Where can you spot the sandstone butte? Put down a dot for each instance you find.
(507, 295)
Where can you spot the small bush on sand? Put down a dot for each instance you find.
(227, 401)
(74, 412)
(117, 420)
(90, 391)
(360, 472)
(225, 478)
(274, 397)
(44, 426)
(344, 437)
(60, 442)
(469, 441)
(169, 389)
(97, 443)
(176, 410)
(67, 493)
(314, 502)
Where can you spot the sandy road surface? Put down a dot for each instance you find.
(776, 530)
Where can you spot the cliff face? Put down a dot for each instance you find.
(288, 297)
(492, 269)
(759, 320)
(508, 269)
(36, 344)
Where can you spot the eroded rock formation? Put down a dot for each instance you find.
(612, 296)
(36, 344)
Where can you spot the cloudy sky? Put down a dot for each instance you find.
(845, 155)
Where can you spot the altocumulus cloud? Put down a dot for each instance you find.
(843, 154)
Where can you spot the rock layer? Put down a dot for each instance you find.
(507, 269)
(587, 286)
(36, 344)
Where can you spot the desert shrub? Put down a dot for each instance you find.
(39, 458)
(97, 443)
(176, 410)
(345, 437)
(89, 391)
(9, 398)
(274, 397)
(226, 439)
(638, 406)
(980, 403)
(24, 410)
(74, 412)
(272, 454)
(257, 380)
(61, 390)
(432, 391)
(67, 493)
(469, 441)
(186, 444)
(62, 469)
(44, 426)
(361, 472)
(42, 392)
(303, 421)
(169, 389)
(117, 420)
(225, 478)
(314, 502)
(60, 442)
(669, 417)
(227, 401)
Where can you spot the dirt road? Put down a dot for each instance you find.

## Written request
Copy every line of the listing above without changing anything.

## Exercise solution
Where can you spot the sandstone butte? Put down a dot for each instance you find.
(507, 295)
Where can you spot the small bush on sand? Put down a dot for each instance you find.
(227, 401)
(74, 412)
(117, 420)
(90, 391)
(360, 472)
(225, 478)
(274, 397)
(44, 426)
(344, 437)
(60, 442)
(469, 441)
(169, 389)
(97, 443)
(176, 410)
(67, 493)
(314, 502)
Where can you spot the sandy road surface? Put down a dot for each instance you find.
(776, 530)
Where can you spot the cliff face? Put down a dot for each instance you find.
(288, 297)
(492, 269)
(759, 320)
(508, 269)
(36, 344)
Where can you spot the eroded rock formation? Put down a dot for each instance you find.
(612, 296)
(36, 344)
Where can you spot the cloudy sky? Put down a dot for each instance you find.
(845, 155)
Where can you spot the altocumulus cloud? Put down a dot for each instance you find.
(843, 154)
Where can you spot the rock layer? Put down a dot for each instance you find.
(507, 269)
(587, 286)
(36, 344)
Where can you spot the desert shrub? Put down a dot for each instance you find.
(39, 458)
(97, 443)
(176, 410)
(345, 437)
(89, 391)
(9, 398)
(274, 397)
(226, 439)
(638, 406)
(980, 403)
(24, 410)
(74, 412)
(272, 454)
(257, 380)
(61, 390)
(432, 391)
(67, 493)
(469, 441)
(186, 444)
(62, 469)
(44, 426)
(361, 472)
(42, 392)
(303, 421)
(169, 389)
(117, 420)
(225, 478)
(314, 502)
(60, 442)
(669, 417)
(227, 401)
Where can you spot the dirt road? Put down a dot for each instance you find.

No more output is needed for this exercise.